(Dataset entries)
....................
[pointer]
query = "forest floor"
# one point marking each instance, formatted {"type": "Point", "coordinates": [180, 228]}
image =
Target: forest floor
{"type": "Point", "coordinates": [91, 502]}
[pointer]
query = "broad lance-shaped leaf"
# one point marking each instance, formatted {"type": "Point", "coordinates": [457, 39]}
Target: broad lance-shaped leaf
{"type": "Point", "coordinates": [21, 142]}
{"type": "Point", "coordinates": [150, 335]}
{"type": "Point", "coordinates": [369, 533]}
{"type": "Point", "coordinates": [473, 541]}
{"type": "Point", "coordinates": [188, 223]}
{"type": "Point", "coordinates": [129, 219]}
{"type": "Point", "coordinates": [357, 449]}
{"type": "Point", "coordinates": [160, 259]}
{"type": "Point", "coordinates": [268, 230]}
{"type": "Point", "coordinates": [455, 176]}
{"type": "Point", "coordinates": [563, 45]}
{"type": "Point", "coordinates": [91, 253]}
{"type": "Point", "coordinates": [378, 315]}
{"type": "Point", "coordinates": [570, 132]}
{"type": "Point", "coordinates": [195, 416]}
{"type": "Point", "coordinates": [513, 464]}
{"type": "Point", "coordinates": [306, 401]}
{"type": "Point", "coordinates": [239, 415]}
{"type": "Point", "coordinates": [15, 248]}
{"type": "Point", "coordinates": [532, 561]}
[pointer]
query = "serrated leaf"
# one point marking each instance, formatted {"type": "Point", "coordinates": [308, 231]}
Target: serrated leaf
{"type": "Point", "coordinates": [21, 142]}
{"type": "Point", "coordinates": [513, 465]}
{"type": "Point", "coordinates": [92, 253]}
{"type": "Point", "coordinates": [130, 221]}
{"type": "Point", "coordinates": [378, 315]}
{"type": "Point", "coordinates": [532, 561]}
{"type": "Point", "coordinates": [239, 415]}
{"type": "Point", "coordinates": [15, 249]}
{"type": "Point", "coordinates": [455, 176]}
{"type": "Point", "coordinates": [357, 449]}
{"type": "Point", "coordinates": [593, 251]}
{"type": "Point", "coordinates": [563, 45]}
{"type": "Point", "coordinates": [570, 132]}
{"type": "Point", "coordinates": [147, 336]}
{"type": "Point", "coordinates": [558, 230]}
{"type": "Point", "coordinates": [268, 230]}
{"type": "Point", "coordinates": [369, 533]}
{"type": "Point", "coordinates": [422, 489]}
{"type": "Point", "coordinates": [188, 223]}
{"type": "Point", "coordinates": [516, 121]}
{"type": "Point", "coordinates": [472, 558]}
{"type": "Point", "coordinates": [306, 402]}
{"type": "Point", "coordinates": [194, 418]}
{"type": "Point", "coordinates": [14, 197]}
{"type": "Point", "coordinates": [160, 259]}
....................
PROBLEM REQUIREMENTS: Report the lines above that contain "instance".

REPLY:
# one point marking each instance, formatted {"type": "Point", "coordinates": [180, 228]}
# one point marking each instance, formatted {"type": "Point", "coordinates": [457, 39]}
# one point marking each instance, formatted {"type": "Point", "coordinates": [308, 231]}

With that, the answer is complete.